## [Exercise directions]
Set the listing down again exactly, please, apart from its pictures.

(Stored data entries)
※

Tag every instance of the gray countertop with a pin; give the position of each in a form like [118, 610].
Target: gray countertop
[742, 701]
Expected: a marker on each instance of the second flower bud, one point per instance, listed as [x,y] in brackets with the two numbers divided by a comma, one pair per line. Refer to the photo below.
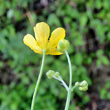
[63,45]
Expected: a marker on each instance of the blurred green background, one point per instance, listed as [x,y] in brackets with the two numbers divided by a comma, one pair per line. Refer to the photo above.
[87,25]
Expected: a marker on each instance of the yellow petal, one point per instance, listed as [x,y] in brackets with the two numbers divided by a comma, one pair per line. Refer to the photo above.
[42,31]
[32,43]
[53,51]
[56,35]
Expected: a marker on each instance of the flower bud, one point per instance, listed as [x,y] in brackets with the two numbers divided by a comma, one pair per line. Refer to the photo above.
[63,45]
[84,83]
[83,86]
[50,74]
[77,84]
[57,74]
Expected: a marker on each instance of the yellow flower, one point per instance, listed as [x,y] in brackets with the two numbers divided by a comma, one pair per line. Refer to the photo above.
[42,40]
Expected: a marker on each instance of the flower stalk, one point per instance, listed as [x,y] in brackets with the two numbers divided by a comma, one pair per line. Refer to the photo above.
[38,81]
[70,82]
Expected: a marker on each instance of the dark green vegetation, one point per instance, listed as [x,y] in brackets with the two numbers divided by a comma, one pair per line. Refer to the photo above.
[87,25]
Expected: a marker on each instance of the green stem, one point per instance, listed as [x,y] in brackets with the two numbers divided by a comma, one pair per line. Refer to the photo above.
[70,82]
[38,81]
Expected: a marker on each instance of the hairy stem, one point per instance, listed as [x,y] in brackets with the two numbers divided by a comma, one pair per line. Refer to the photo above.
[38,81]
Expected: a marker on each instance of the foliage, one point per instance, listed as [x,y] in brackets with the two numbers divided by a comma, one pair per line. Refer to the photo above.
[87,26]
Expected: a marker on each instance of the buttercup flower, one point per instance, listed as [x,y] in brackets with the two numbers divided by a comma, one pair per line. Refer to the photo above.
[42,40]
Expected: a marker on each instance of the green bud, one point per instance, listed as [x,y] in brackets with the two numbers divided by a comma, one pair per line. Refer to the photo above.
[63,45]
[84,83]
[60,50]
[77,84]
[83,88]
[50,74]
[57,74]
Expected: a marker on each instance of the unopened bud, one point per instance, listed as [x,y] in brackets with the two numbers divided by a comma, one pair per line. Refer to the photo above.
[57,74]
[50,74]
[83,83]
[63,45]
[83,86]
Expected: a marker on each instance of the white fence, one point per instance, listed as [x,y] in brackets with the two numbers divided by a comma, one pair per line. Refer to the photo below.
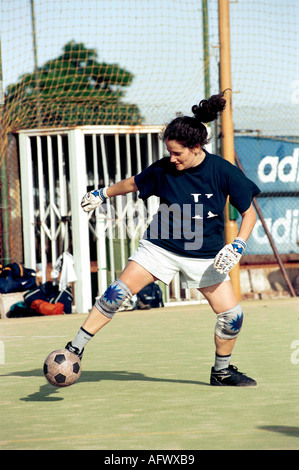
[57,168]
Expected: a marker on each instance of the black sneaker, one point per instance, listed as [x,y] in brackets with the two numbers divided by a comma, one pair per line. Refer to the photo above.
[74,350]
[231,377]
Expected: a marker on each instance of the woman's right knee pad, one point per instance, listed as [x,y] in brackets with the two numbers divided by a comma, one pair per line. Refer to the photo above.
[229,323]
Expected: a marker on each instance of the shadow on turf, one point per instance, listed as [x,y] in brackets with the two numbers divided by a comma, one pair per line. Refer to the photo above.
[288,430]
[46,391]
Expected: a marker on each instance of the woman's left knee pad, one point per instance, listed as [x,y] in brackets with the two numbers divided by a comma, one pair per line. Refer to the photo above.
[229,323]
[113,298]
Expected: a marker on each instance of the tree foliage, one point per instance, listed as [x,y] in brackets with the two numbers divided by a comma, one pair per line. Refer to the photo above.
[72,90]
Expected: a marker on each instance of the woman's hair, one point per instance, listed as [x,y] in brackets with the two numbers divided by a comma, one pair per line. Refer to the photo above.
[190,131]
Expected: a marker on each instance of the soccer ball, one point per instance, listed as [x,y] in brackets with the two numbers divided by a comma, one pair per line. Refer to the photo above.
[62,368]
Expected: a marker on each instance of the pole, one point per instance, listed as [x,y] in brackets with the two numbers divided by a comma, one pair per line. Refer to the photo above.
[206,52]
[4,189]
[227,128]
[271,241]
[37,81]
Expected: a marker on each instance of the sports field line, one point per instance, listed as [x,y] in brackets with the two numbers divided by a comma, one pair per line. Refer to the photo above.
[105,436]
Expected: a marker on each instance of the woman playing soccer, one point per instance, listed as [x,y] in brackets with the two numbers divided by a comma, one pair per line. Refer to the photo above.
[186,233]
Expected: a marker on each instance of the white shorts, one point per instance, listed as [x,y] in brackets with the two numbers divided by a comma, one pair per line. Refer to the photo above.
[164,265]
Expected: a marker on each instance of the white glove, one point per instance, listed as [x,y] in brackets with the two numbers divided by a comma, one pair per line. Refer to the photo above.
[229,256]
[93,199]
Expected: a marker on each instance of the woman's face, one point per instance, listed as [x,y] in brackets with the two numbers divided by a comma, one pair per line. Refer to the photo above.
[184,157]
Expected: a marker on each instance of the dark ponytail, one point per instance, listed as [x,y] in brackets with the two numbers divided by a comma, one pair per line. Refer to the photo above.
[190,131]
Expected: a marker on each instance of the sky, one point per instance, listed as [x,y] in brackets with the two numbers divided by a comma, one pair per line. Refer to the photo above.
[160,42]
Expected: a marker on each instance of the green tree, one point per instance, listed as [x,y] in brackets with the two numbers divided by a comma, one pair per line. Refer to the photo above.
[72,90]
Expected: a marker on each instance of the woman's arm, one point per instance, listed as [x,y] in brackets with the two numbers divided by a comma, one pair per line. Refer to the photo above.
[122,187]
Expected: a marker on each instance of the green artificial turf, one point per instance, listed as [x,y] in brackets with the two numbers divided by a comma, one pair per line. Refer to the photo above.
[145,383]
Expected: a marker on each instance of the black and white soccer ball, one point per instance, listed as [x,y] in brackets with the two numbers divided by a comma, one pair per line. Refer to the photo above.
[62,368]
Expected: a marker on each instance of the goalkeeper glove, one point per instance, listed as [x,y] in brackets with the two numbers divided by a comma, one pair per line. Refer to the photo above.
[93,199]
[229,256]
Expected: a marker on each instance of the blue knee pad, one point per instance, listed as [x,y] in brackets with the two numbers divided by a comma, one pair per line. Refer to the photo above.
[229,323]
[113,298]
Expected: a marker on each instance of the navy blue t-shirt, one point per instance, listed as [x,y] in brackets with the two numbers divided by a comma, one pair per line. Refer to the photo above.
[190,218]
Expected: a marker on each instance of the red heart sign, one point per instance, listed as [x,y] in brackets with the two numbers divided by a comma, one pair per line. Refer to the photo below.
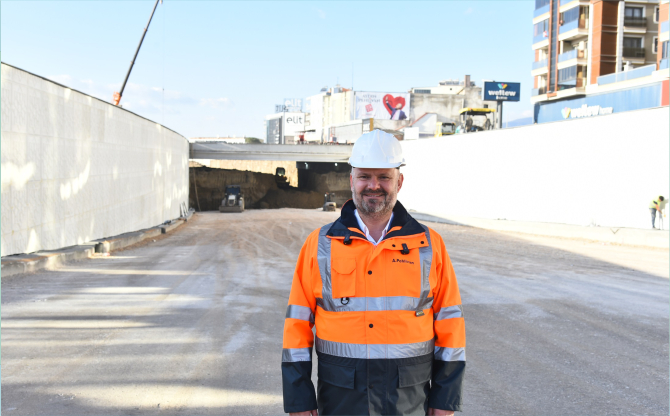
[392,102]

※

## [Output of the exercise]
Tag every instance of the gray countertop with a pin; give the position of each in a form like [118, 610].
Target: gray countertop
[742, 701]
Expected: a marker on each instance of the second flower bud, one point per instance, listed as [x,y] in brackets with the two numbers divided by a comma, one pair per line. Refer to the photo below.
[63,45]
Expected: a marker on each instance of the blurred green background, one point per instance, listed as [x,y] in brackets with the two numbers divided by a comma, one pair per line. Refer to the photo above.
[87,25]
Expected: a marker on each instance of the yellow petal, one point per instance, listed as [x,y] in brackets with the two numbers divided by a comma, one pair per line. Refer to the photo above.
[42,31]
[32,43]
[53,51]
[56,35]
Expected: a marker on each instance of the flower bud, one point per instance, listed as [x,y] in brackets with the two numbers divided by a comma, one pair per line. Refer to the photo above.
[63,45]
[84,83]
[83,86]
[50,74]
[77,84]
[57,74]
Expected: a marker on each instance of the yellow flower, one point per instance, listed as [x,y] in brackets with the two numbers divided by a comma, one pair per line. Refer to the photo above.
[42,40]
Expected: a marker on each instance of the flower stalk, one point per instance, listed as [x,y] in brackets with the two numbers divided by a comma, one pair per line. Refer to the photo above.
[38,81]
[70,82]
Expected: a marker on each instance of the dark green vegetation, one point per instance, listed as [x,y] in brackets with the two numbers divided by a comma, one pair per line. Refer to the photo above.
[87,25]
Expected: a marker on each instance of the green stem, one point per instance, listed as [x,y] in brackets with the two numbers divided by a comma, one pair per line. Refer to the photo above.
[70,82]
[38,81]
Expected: a marker on each instance of the hairy stem, one point per instance, listed as [x,y] in brackets with the two numbers divided by a comma, one pair per line. Refer to the photo above.
[38,81]
Expected: a marker on each instance of the foliage, one point per instance, listed as [x,y] in brackets with the two numbers divided by a comma, one pair per line. Refer to the photo above.
[87,26]
Expected: a marker on each instance of the buttercup flower, one point per instance, listed as [x,y] in brackets with the two numbers divided by a comma, one pair per line. Refer to the photo above.
[42,40]
Expected: a marker on each instance of the green bud, one point per instance, listed as [x,y] in brackets with the two numbers divided by a comma, one pair per line. Refer to the photo above.
[63,45]
[84,83]
[60,50]
[77,84]
[83,88]
[50,74]
[57,74]
Expected: a marker on each instance of the unopened bud, one point per instance, listed as [x,y] in brackets with the two numbers divided by a comma, one pair per line. Refer to the photo above.
[57,74]
[50,74]
[83,83]
[63,45]
[83,86]
Expected: a marker on each instance of the white fence, one point per instance, listed as [x,y] in brackets with the two numbers divided by a comma, one pair per line. Refer to the photo below.
[57,168]
Expected: a marker on each instance of the black sneaker, one point per instance, listed as [x,y] in brackets with the two numbers divided by a comma, one pair per line. Refer to the photo above.
[74,350]
[231,377]
Expected: a marker on each instance of the woman's right knee pad, one point per instance, listed as [x,y] in brackets with the two numbers divided by a comma, one pair per line. Refer to the photo above.
[229,323]
Expected: a marker on each instance of the shadow on turf, one point per instance, listed as [x,y] in brackets with the two numbers divided by a comma, one pair per line. Refer to the photo above.
[288,430]
[46,391]
Expected: a marker on each instance of the woman's left knee pad, one point per instance, listed as [x,y] in brackets with the two numbers divided by a comma, one pair per line. Refer to the photo above.
[229,323]
[113,298]
Expected: a marker on each instance of the tree foliage, one point per instance, listed as [x,y] in brackets with the two numbers divided by a comma, one pair per line. Refer to the photo above.
[72,90]
Expected: a marker on each instance of the woman's hair, one point per instance, listed as [x,y] in brackets with the two numbers divided by a comma, one pair per line. Refer to the photo above.
[190,131]
Expected: a marker on each instance of the soccer ball, one point per instance, listed as [x,y] in brackets with the two numbers divided by a comma, one pair per line. Refer to the photo above.
[62,368]
Expected: a marker on each instance of the pole, one point per instance, listed as [x,y] in brackets with the two numbers divided by a comma, one pair per line. Refer to the photo above.
[206,52]
[4,189]
[227,128]
[271,241]
[37,81]
Expected: a marker on each instance of the sports field line, one point per instance, listed as [x,y] in brackets with the two numbers divided by a comma, one pair per line. Refer to the photo above.
[105,436]
Expected: a marker on each instance of the woman playing soccer, one point per instance, listed as [x,y] in brackets with the two numbers divided by a comma, one pair per line. Refer to the photo above.
[186,233]
Expected: a marker on each instance of the white shorts, one point per instance, listed as [x,y] in brackets with the two numbers divided by a comma, one pair per line. Refer to the photo above.
[164,265]
Expected: a marker on each instance of the white glove, one point per instance, listed as [x,y] in brackets with the two numbers divided by a comma, one pair per line. Refer to the photo above.
[229,256]
[93,199]
Expected: a marker on each instance of the woman's face, one point per instance, listed as [x,y] in brackets with the two numbers divided by a comma, one pair per line. Refer to the photo above.
[184,157]
Expected: a marker on each instance of the dark ponytail, one point per instance, listed as [x,y] in brackets with the two numbers divided by a comma, one pair per line. Refer to the photo above.
[190,131]
Expected: a marker on each instance of the sky, one point per instance, listed as [x,y] in brackets with the two numbers divided by a comma, one pair per line. Refer to the photo above.
[160,42]
Expected: a marker on each instance of the green tree, one point per instance, listed as [x,y] in brackets with the two numbers divided by a comma, one pair per line. Refer to the photo above.
[72,90]
Expected: a marker on each instance of the woman's arm, one point per instance, listed as [x,y] in brackets with the two numbers divided by a comma, one pair per line. Refer to the photo above.
[122,187]
Expected: a marker on each instance of the green artificial turf, one point per instance, listed as [x,y] in brackets with the two numbers divided by a comma, one pair per line. Refer to the photo above.
[145,383]
Expected: a marker on each instance of the black and white soccer ball, one point per instance, listed as [x,y] in brackets with the two numbers divided by a comma, one pair per line. Refer to the photo above.
[62,368]
Expected: a marker on each instance of the goalkeeper glove, one point per instance, listed as [x,y] in brackets with the two numbers divided by a comma, one pair per line. Refer to the photo above.
[93,199]
[229,256]
Expected: a marker on each instance of the blue knee pad, one point per instance, listed as [x,y] in brackets with the two numbers divided by a comma, one pair per line. Refer to the photo above.
[229,323]
[113,298]
Expected: a marker on each instance of the navy blue t-shirt, one point per instance, listed as [x,y] in brackets with the two numbers divided by a comma, one pair per line. Refer to the photo above.
[190,218]
Expected: a marker on each instance of the red heart sign, one point per instance, listed as [x,y] in brackets with the two numbers divided by a comma, one pair per line. Refer to the photo below.
[392,102]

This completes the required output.